● **Given problem 1**: Reproduce the part of the book reviews starting at "The purpose of" and ending at "Price, 50 cents.)".

● **Document text**:
The last volume in Appletons' Home-Reading Series to reach us is entitled Curious Homes and their Tenants. It consists of a popular description of some of the more curious human and animal "homes." The author, James Carter Beard, disclaims any attempt to do more than attract the attention of his readers to the subject in the hope of awakening in them the desire for a more thorough acquaintance with an interesting and instructive study. As the chief function of the animal or plant seems to be the perpetuation of species, we may expect the highest and most perfect qualities and instincts to be manifested in the solution of the cares and duties of parentage. To give some idea of the scope of the book we take the following chapter headings: Cave Dwellers, Birds that build Edible Nests, Moles, Jumping Mice, Bees and Wasps as Miners, Ants at Home, Cliff-dwellers, Butterfly House, Human Nest Builders, Eskimo Homes, Human Lake-dwellers, A City of Birds. Illustrations are numerous and well chosen.

The purpose of the work Opposites of the Universe is explained by the author, Mamie Sands, as to demonstrate that the universe is a whirl of opposites, and that these opposites are eternal, "which implies that they are neither creatable nor destroyable when the whole kosmos is considered." The book is to be in six parts. The first part, now before us, is a Discourse about Immortality, in which "opposites in special" are considered. They are arranged under numerous headings, such as chemiological, astrological, electrological, etc., opposites; and the theses are enforced by citations from philosophical and other writers of all ages. (Peter Eckler, New York, publisher. Price, 50 cents.)

● **Given problem 2**: Count the lines of the records that contain the word "gold", and reply with only that number.

● **Data to process**:

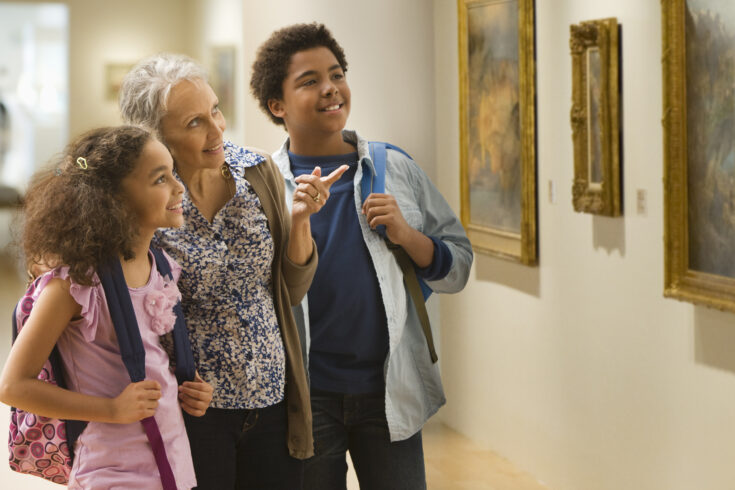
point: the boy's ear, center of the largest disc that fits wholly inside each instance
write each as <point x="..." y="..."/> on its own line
<point x="276" y="107"/>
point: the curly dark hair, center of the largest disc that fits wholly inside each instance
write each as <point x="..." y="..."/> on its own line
<point x="270" y="67"/>
<point x="73" y="213"/>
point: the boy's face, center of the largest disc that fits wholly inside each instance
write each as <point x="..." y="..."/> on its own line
<point x="316" y="97"/>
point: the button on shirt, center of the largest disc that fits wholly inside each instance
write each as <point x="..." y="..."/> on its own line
<point x="226" y="287"/>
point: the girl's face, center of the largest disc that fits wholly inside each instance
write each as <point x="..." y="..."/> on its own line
<point x="193" y="125"/>
<point x="152" y="191"/>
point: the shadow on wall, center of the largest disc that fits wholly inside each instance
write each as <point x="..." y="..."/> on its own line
<point x="714" y="338"/>
<point x="608" y="234"/>
<point x="511" y="274"/>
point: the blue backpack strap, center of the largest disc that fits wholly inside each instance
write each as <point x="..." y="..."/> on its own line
<point x="370" y="183"/>
<point x="133" y="356"/>
<point x="123" y="319"/>
<point x="184" y="365"/>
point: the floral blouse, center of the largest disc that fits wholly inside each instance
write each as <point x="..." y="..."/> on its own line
<point x="226" y="287"/>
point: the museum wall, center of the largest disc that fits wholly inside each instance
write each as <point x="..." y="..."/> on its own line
<point x="103" y="32"/>
<point x="579" y="370"/>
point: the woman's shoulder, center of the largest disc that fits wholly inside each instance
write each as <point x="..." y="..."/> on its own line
<point x="244" y="156"/>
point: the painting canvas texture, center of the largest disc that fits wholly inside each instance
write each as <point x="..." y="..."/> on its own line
<point x="494" y="153"/>
<point x="710" y="133"/>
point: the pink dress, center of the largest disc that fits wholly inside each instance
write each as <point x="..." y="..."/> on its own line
<point x="118" y="456"/>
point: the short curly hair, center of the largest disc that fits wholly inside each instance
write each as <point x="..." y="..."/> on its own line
<point x="270" y="67"/>
<point x="145" y="89"/>
<point x="73" y="213"/>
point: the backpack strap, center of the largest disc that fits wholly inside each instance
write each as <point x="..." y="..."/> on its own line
<point x="184" y="359"/>
<point x="417" y="287"/>
<point x="133" y="355"/>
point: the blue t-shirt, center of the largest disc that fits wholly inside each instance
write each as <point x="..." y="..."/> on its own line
<point x="349" y="333"/>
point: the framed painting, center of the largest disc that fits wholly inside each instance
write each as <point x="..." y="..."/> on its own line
<point x="222" y="78"/>
<point x="699" y="151"/>
<point x="595" y="117"/>
<point x="498" y="127"/>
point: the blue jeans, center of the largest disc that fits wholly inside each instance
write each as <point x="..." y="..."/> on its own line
<point x="243" y="449"/>
<point x="357" y="423"/>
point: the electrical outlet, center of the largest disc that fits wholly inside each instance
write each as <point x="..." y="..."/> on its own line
<point x="552" y="192"/>
<point x="641" y="202"/>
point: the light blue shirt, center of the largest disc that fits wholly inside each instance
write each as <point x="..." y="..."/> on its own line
<point x="413" y="386"/>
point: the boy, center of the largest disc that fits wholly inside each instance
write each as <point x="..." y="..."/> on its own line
<point x="373" y="383"/>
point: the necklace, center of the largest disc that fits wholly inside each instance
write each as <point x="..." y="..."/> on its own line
<point x="227" y="175"/>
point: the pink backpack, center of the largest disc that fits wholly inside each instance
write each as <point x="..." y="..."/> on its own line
<point x="38" y="445"/>
<point x="45" y="447"/>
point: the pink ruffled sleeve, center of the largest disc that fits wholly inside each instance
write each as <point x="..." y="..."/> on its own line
<point x="88" y="297"/>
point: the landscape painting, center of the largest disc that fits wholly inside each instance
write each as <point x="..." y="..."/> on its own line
<point x="498" y="127"/>
<point x="699" y="126"/>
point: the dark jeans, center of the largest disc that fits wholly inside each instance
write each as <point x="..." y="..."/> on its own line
<point x="243" y="449"/>
<point x="357" y="423"/>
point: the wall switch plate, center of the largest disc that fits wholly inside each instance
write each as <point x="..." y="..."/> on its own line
<point x="552" y="192"/>
<point x="641" y="202"/>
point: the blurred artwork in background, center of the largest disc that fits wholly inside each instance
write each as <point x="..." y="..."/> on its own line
<point x="710" y="87"/>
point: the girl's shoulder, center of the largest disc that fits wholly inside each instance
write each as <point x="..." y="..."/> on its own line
<point x="88" y="297"/>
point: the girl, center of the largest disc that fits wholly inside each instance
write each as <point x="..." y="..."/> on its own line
<point x="105" y="198"/>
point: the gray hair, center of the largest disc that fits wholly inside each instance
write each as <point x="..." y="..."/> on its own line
<point x="145" y="89"/>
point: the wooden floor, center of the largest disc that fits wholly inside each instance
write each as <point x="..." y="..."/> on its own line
<point x="453" y="462"/>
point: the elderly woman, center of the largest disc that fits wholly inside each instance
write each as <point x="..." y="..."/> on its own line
<point x="246" y="260"/>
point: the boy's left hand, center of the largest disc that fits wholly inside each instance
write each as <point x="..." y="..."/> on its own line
<point x="382" y="209"/>
<point x="195" y="396"/>
<point x="312" y="191"/>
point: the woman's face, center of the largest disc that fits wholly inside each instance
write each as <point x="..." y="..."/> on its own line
<point x="193" y="125"/>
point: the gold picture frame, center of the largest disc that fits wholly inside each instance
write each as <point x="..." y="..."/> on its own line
<point x="699" y="219"/>
<point x="498" y="127"/>
<point x="595" y="117"/>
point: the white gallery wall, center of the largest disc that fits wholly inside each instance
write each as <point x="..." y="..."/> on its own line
<point x="579" y="371"/>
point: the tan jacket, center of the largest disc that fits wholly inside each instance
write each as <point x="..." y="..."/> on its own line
<point x="290" y="284"/>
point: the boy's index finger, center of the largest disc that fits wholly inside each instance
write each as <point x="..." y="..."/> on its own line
<point x="335" y="175"/>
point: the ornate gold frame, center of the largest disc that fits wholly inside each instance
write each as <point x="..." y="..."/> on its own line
<point x="680" y="281"/>
<point x="596" y="197"/>
<point x="518" y="247"/>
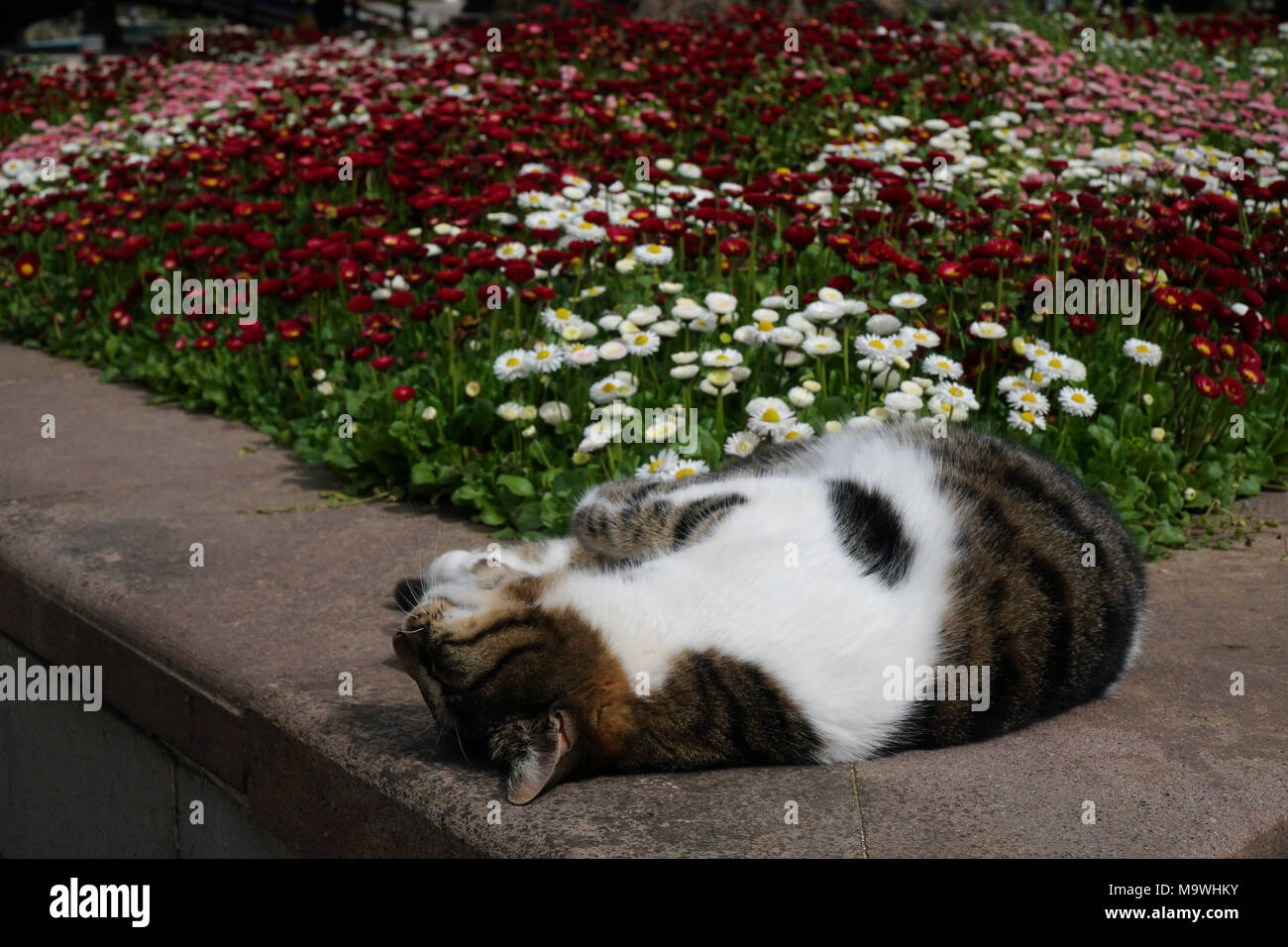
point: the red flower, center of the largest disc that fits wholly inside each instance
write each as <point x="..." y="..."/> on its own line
<point x="799" y="236"/>
<point x="1252" y="373"/>
<point x="952" y="272"/>
<point x="518" y="272"/>
<point x="1207" y="386"/>
<point x="1203" y="347"/>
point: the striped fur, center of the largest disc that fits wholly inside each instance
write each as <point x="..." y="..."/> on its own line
<point x="756" y="615"/>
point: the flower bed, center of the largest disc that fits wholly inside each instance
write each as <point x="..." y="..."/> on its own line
<point x="497" y="275"/>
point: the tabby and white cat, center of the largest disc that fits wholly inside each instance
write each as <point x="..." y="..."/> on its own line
<point x="758" y="613"/>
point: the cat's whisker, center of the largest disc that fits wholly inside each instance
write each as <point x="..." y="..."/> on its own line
<point x="460" y="744"/>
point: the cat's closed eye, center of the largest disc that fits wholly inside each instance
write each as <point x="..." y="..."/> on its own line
<point x="938" y="594"/>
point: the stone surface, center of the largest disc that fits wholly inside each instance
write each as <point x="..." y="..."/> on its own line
<point x="237" y="667"/>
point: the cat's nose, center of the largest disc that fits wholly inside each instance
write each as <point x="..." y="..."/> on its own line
<point x="402" y="648"/>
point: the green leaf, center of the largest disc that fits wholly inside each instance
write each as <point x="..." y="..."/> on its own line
<point x="1168" y="535"/>
<point x="519" y="486"/>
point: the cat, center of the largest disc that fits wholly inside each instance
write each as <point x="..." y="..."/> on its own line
<point x="767" y="611"/>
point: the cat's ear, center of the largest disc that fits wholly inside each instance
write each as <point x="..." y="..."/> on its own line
<point x="549" y="758"/>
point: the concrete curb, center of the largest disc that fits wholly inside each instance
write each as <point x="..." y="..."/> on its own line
<point x="236" y="667"/>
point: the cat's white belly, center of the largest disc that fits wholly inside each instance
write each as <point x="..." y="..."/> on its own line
<point x="773" y="585"/>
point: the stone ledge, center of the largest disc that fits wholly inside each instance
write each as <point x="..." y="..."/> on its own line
<point x="236" y="667"/>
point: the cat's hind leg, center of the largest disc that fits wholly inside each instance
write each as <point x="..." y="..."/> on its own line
<point x="638" y="519"/>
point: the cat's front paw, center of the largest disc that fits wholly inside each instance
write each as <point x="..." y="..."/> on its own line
<point x="428" y="615"/>
<point x="478" y="569"/>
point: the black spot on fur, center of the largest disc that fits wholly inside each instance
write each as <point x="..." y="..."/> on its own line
<point x="702" y="513"/>
<point x="871" y="531"/>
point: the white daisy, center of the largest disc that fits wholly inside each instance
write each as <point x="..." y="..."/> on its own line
<point x="546" y="357"/>
<point x="921" y="338"/>
<point x="875" y="347"/>
<point x="767" y="415"/>
<point x="682" y="470"/>
<point x="907" y="300"/>
<point x="742" y="444"/>
<point x="653" y="254"/>
<point x="902" y="401"/>
<point x="721" y="359"/>
<point x="941" y="368"/>
<point x="1142" y="352"/>
<point x="1078" y="402"/>
<point x="1025" y="421"/>
<point x="987" y="330"/>
<point x="1013" y="382"/>
<point x="720" y="303"/>
<point x="581" y="356"/>
<point x="884" y="324"/>
<point x="793" y="433"/>
<point x="657" y="466"/>
<point x="643" y="343"/>
<point x="1055" y="365"/>
<point x="513" y="365"/>
<point x="1028" y="401"/>
<point x="800" y="397"/>
<point x="956" y="395"/>
<point x="820" y="346"/>
<point x="613" y="351"/>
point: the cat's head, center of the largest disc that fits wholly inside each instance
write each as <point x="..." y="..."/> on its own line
<point x="535" y="685"/>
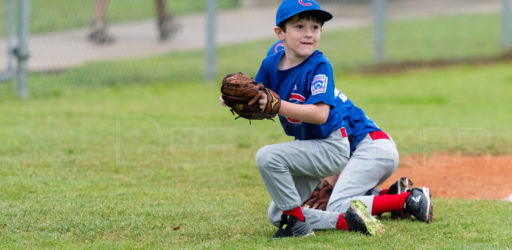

● **Full output 1**:
The purpose of the work Opposites of the Universe is explained by the author, Mamie Sands, as to demonstrate that the universe is a whirl of opposites, and that these opposites are eternal, "which implies that they are neither creatable nor destroyable when the whole kosmos is considered." The book is to be in six parts. The first part, now before us, is a Discourse about Immortality, in which "opposites in special" are considered. They are arranged under numerous headings, such as chemiological, astrological, electrological, etc., opposites; and the theses are enforced by citations from philosophical and other writers of all ages. (Peter Eckler, New York, publisher. Price, 50 cents.)

● **Full output 2**: 2